§ Work to be completed
Return the entries below in their exact form, leaving the pictures out.

[Saved data entries]
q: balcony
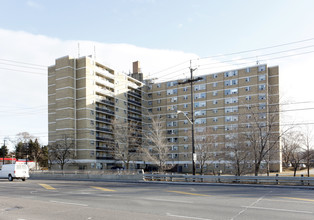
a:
[128,91,142,98]
[97,99,114,106]
[96,117,111,123]
[96,107,114,115]
[96,127,113,133]
[128,99,142,105]
[95,67,114,79]
[96,77,114,88]
[96,137,114,142]
[95,87,114,96]
[128,107,142,114]
[128,115,142,121]
[96,156,114,160]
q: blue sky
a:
[0,0,314,149]
[0,0,314,57]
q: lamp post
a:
[177,110,196,175]
[177,61,203,175]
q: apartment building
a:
[48,56,143,169]
[48,56,281,172]
[148,65,281,172]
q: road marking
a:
[242,206,313,214]
[142,198,194,204]
[39,183,55,190]
[167,191,209,196]
[230,191,272,220]
[92,186,116,192]
[280,197,314,202]
[167,213,211,220]
[49,200,88,207]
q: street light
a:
[177,110,196,176]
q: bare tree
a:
[48,136,74,170]
[243,100,289,176]
[225,134,252,176]
[113,120,141,169]
[303,128,314,177]
[142,116,174,172]
[282,130,304,176]
[195,127,218,175]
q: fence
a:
[144,174,314,186]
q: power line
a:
[0,59,48,68]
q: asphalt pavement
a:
[0,180,314,220]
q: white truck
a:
[0,164,29,181]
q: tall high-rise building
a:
[48,56,281,172]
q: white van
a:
[0,164,29,181]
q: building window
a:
[194,118,206,125]
[194,110,206,116]
[224,70,238,77]
[258,84,266,90]
[258,65,266,72]
[167,81,178,87]
[194,102,206,108]
[194,84,206,91]
[258,103,266,110]
[258,75,266,81]
[194,92,206,99]
[170,97,178,102]
[167,105,177,111]
[167,89,178,95]
[225,79,238,86]
[225,88,238,95]
[225,97,238,104]
[258,94,266,100]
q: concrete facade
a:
[48,56,281,172]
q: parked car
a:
[0,164,29,181]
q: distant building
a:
[48,56,281,172]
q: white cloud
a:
[0,29,197,149]
[0,29,314,150]
[26,0,42,9]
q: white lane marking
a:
[230,191,272,220]
[167,213,211,220]
[242,206,313,214]
[143,198,194,204]
[49,200,88,207]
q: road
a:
[0,180,314,220]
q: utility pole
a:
[178,60,202,175]
[2,140,5,164]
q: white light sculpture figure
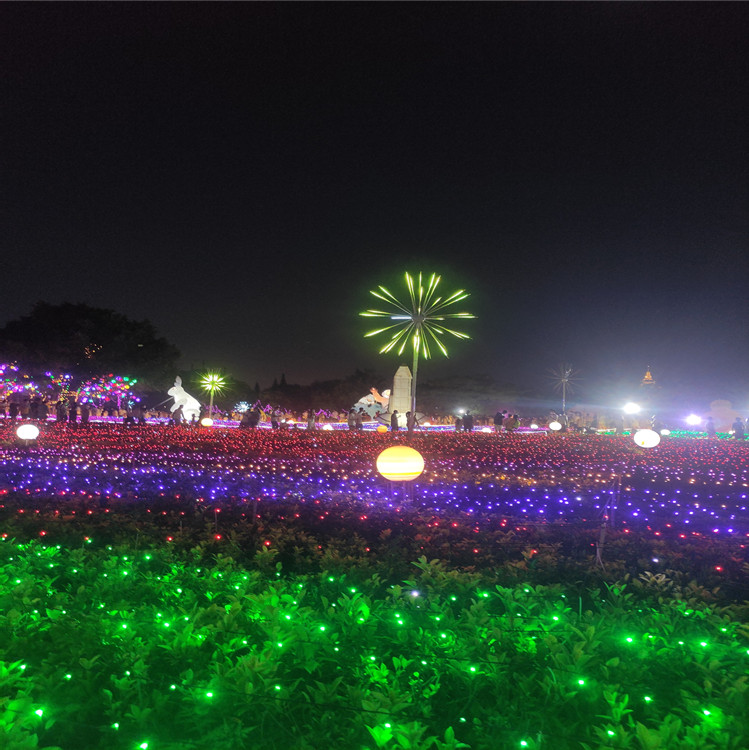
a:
[167,375,200,422]
[16,424,39,440]
[632,430,661,448]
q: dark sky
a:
[0,3,749,409]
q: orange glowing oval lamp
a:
[377,445,424,482]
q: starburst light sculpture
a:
[551,364,577,414]
[359,272,476,413]
[198,372,226,419]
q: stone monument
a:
[388,365,412,425]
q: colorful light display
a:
[0,424,749,534]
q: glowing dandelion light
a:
[551,364,577,414]
[359,272,476,412]
[198,372,226,419]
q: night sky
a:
[0,3,749,410]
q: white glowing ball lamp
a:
[16,424,39,440]
[632,430,661,448]
[377,445,424,482]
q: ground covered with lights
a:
[0,425,749,750]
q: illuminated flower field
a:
[0,426,749,750]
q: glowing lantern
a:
[377,445,424,482]
[16,424,39,440]
[633,430,661,448]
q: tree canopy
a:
[0,302,180,380]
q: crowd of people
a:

§ Answer in full
q: balcony
a:
[128,91,142,98]
[97,99,114,106]
[96,117,111,123]
[96,107,114,115]
[96,127,113,133]
[128,99,142,105]
[95,67,114,79]
[96,77,114,88]
[96,137,114,142]
[95,87,114,96]
[128,107,142,114]
[128,115,142,121]
[96,156,114,160]
q: blue sky
a:
[0,0,314,149]
[0,0,314,57]
q: lamp post
a:
[177,110,196,175]
[177,61,203,175]
q: apartment building
a:
[48,56,143,169]
[48,56,281,172]
[148,65,281,172]
q: road marking
a:
[242,206,313,214]
[142,198,194,204]
[39,183,55,190]
[167,191,209,196]
[230,191,272,220]
[92,186,116,192]
[280,197,314,202]
[167,213,211,220]
[49,200,88,207]
q: street light
a:
[177,110,196,176]
q: bare tree
a:
[48,136,74,170]
[243,100,289,176]
[225,134,252,176]
[113,120,141,169]
[303,128,314,177]
[142,116,174,172]
[282,130,304,176]
[195,127,218,175]
q: fence
a:
[144,174,314,186]
q: power line
a:
[0,59,48,68]
q: asphalt pavement
a:
[0,180,314,220]
q: white truck
a:
[0,164,29,181]
q: tall high-rise building
a:
[48,56,281,172]
q: white van
a:
[0,164,29,181]
q: building window
a:
[194,118,206,125]
[194,110,206,116]
[224,70,238,77]
[258,84,266,90]
[258,65,266,72]
[167,81,178,87]
[194,102,206,108]
[194,84,206,91]
[258,103,266,110]
[258,75,266,81]
[194,92,206,99]
[170,97,178,102]
[167,105,177,111]
[167,89,178,95]
[225,79,238,86]
[225,88,238,95]
[225,97,238,104]
[258,94,266,100]
q: concrete facade
a:
[48,56,281,172]
q: parked car
a:
[0,164,29,181]
q: distant building
a:
[48,56,281,172]
q: white cloud
a:
[0,29,197,149]
[0,29,314,150]
[26,0,42,9]
q: white lane marking
a:
[230,191,272,220]
[167,213,211,220]
[242,206,313,214]
[143,198,194,204]
[49,200,88,207]
q: road
a:
[0,180,314,220]
q: utility pole
a:
[178,60,202,175]
[2,140,5,164]
q: white light sculpture figure
a:
[167,375,200,422]
[16,424,39,440]
[632,430,661,448]
q: dark sky
a:
[0,3,749,409]
q: orange glowing oval lamp
a:
[377,445,424,482]
q: starburst light sculpture
a:
[551,364,577,414]
[359,272,476,413]
[198,372,226,419]
q: stone monument
a:
[388,365,412,425]
q: colorful light display
a:
[0,424,749,534]
q: glowing dandelion light
a:
[551,364,577,414]
[359,272,476,412]
[198,372,226,419]
q: night sky
a:
[0,3,749,410]
q: white glowing ball lamp
a:
[16,424,39,440]
[632,430,661,448]
[377,445,424,482]
q: ground covered with lights
a:
[0,425,749,750]
q: illuminated flower field
a:
[0,426,749,750]
q: glowing lantern
a:
[377,445,424,482]
[16,424,39,440]
[633,430,661,448]
q: tree canopy
a:
[0,302,180,380]
q: crowd of people
a:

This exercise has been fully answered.